Problem statement » Please recast every line of the records below as a Markdown table with the columns Row and Line, numbering the rows and omitting blank lines.

Entries »
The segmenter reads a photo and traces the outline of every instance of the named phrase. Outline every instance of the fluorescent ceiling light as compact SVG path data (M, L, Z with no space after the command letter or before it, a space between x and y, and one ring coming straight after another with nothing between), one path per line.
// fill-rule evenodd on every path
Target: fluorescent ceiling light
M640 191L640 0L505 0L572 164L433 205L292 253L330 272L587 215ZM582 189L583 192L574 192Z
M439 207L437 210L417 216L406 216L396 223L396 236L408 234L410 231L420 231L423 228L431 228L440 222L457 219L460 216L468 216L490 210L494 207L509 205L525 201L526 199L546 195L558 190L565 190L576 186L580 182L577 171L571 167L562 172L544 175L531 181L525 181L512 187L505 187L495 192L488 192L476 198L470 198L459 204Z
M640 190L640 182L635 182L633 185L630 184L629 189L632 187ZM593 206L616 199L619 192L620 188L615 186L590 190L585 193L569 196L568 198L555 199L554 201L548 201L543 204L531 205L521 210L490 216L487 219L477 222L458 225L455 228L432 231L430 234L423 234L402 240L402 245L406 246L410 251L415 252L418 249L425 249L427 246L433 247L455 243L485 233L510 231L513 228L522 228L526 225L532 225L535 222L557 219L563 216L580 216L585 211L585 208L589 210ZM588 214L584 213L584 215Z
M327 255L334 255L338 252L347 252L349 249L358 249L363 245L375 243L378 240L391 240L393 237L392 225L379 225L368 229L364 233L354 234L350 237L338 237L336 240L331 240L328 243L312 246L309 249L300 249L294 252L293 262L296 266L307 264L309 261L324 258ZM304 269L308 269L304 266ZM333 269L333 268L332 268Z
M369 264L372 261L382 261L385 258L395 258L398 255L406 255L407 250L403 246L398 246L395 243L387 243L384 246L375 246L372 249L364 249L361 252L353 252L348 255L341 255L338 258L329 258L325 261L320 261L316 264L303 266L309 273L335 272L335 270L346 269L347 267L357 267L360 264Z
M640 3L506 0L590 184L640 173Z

Result »
| Row | Line |
|---|---|
| 1 | The segmenter reads a photo and traces the outline of every instance of the named phrase. Outline every instance of the fluorescent ceiling light as compact SVG path data (M, L, Z with no space after the command letter or before it, a space between x and y, and one ring coming straight after another with nothing between), one path per line. |
| 2 | // fill-rule evenodd on every path |
| 3 | Target: fluorescent ceiling light |
| 4 | M640 191L640 0L505 0L572 164L433 205L292 253L330 272L587 215ZM582 189L583 192L574 192Z |
| 5 | M439 207L437 210L417 216L406 216L396 223L396 236L408 234L410 231L420 231L423 228L431 228L440 222L457 219L460 216L468 216L490 210L494 207L509 205L525 201L526 199L546 195L558 190L565 190L576 186L580 182L577 171L571 167L562 172L544 175L531 181L525 181L512 187L505 187L495 192L488 192L476 198L470 198L459 204Z |
| 6 | M640 190L640 182L635 182L633 185L630 184L629 189L632 187ZM593 206L616 199L619 192L620 188L615 186L590 190L585 193L569 196L568 198L555 199L554 201L548 201L543 204L531 205L521 210L490 216L487 219L477 222L458 225L455 228L432 231L430 234L423 234L402 240L402 245L406 246L410 251L415 252L418 249L425 249L427 246L433 247L455 243L485 233L510 231L513 228L522 228L526 225L532 225L535 222L557 219L563 216L580 216L585 211L585 208L589 210ZM588 214L584 213L584 215Z |
| 7 | M327 255L334 255L338 252L347 252L349 249L358 249L363 245L375 243L378 240L391 240L393 237L392 225L379 225L368 229L364 233L354 234L350 237L338 237L336 240L331 240L328 243L312 246L309 249L300 249L294 252L293 262L296 266L307 264L309 261L324 258ZM304 269L308 269L304 266ZM333 269L333 268L332 268Z |
| 8 | M369 264L372 261L382 261L385 258L395 258L398 255L406 255L407 250L403 246L398 246L395 243L387 243L384 246L375 246L372 249L364 249L361 252L353 252L348 255L341 255L338 258L329 258L325 261L320 261L316 264L303 266L309 273L335 272L335 270L346 269L347 267L357 267L360 264Z |
| 9 | M640 3L506 0L590 184L640 173Z |